- _Dataset_:
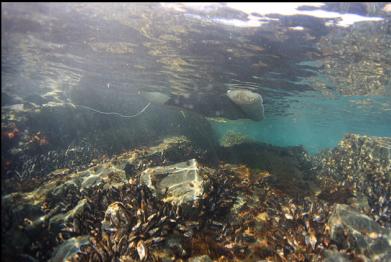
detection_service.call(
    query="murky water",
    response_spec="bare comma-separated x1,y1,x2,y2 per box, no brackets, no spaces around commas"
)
2,3,391,261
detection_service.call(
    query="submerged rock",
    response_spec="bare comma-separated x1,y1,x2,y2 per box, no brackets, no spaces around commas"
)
1,96,218,194
49,198,88,232
226,89,264,121
328,204,391,261
337,134,391,175
0,157,128,258
49,236,90,262
101,202,132,232
323,250,350,262
219,130,253,147
140,159,204,216
315,134,391,226
1,136,211,260
3,132,390,262
218,142,316,197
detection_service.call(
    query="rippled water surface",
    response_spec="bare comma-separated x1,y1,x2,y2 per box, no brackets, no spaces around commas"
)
2,3,390,153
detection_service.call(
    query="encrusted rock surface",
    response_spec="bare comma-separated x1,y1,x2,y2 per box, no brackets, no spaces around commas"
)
315,134,391,227
49,236,90,262
101,202,132,233
328,204,391,261
1,100,218,195
219,130,253,147
1,133,390,261
140,159,204,212
323,250,351,262
1,136,203,260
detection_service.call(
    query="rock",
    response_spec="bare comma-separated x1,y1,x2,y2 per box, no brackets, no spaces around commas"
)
166,235,188,257
188,255,213,262
1,136,212,260
141,136,202,165
323,250,350,262
315,134,391,226
1,92,24,106
124,163,136,178
49,199,88,232
347,193,370,214
140,159,204,216
219,130,253,147
337,134,391,175
101,202,132,233
2,95,218,193
49,236,90,262
226,89,264,121
218,142,315,197
20,97,217,155
1,136,205,245
140,91,170,105
328,204,391,261
0,154,129,258
1,193,45,254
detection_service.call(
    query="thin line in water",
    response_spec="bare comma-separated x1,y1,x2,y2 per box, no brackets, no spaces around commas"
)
74,102,151,118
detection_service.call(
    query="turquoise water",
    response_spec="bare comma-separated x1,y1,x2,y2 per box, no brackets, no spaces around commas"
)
212,92,391,154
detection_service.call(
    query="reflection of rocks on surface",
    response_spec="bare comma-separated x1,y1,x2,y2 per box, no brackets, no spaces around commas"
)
88,42,136,54
319,19,391,95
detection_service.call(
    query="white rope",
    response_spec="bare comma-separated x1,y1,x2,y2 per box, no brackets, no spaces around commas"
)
74,102,151,118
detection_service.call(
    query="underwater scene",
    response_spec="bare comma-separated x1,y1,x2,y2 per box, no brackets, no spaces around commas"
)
1,2,391,261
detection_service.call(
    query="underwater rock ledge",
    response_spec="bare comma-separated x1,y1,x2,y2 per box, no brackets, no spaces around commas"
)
314,133,391,227
1,102,219,194
1,133,390,261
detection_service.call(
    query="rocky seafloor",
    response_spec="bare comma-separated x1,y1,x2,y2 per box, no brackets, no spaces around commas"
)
1,132,390,262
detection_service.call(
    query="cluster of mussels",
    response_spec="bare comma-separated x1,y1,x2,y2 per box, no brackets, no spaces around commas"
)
2,139,104,194
75,183,180,261
15,162,360,261
19,166,238,261
202,161,389,261
312,134,391,228
202,166,334,261
6,135,390,261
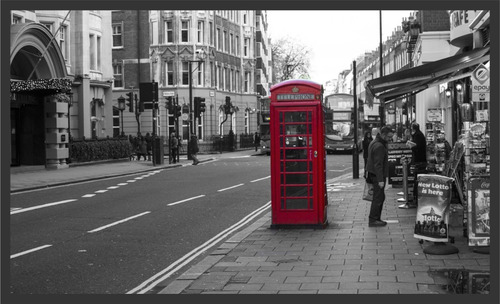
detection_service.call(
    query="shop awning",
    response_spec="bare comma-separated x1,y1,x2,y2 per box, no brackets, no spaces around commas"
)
365,46,490,104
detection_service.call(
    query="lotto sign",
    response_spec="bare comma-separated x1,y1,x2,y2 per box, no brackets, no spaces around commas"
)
471,64,490,102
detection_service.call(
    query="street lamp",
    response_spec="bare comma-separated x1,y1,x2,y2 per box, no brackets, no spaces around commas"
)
67,91,73,163
188,49,207,159
117,95,126,136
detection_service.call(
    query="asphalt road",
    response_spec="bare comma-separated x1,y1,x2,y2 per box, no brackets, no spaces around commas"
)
9,152,358,294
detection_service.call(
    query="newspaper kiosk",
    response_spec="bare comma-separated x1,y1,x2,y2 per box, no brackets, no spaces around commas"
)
270,80,327,228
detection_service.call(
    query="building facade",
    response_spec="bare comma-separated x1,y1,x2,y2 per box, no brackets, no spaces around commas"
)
10,10,114,169
111,10,272,143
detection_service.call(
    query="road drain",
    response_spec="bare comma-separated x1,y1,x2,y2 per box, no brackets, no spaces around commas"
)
427,269,490,294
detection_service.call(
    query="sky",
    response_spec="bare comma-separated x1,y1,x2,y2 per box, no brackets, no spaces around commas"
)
267,10,415,85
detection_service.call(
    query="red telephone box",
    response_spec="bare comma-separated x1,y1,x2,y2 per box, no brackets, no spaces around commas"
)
270,80,327,228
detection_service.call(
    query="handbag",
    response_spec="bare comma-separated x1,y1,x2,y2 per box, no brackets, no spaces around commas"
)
362,181,374,201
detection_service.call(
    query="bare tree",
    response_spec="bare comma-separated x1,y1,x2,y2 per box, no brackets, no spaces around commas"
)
271,37,311,83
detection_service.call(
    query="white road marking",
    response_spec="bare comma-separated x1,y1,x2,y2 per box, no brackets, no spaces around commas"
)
87,211,151,233
95,190,108,193
82,194,96,198
229,155,251,159
167,195,206,206
127,180,137,182
250,176,270,183
134,177,144,180
11,245,52,259
117,183,128,186
127,202,271,294
217,183,244,192
10,199,77,215
107,186,119,189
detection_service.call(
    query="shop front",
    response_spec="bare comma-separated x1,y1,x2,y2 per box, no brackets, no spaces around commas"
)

- _Task goal_:
Look through the material above for the string "white" and copy each line that has it.

- _Output for this exercise_:
    query="white rope",
    query="white road marking",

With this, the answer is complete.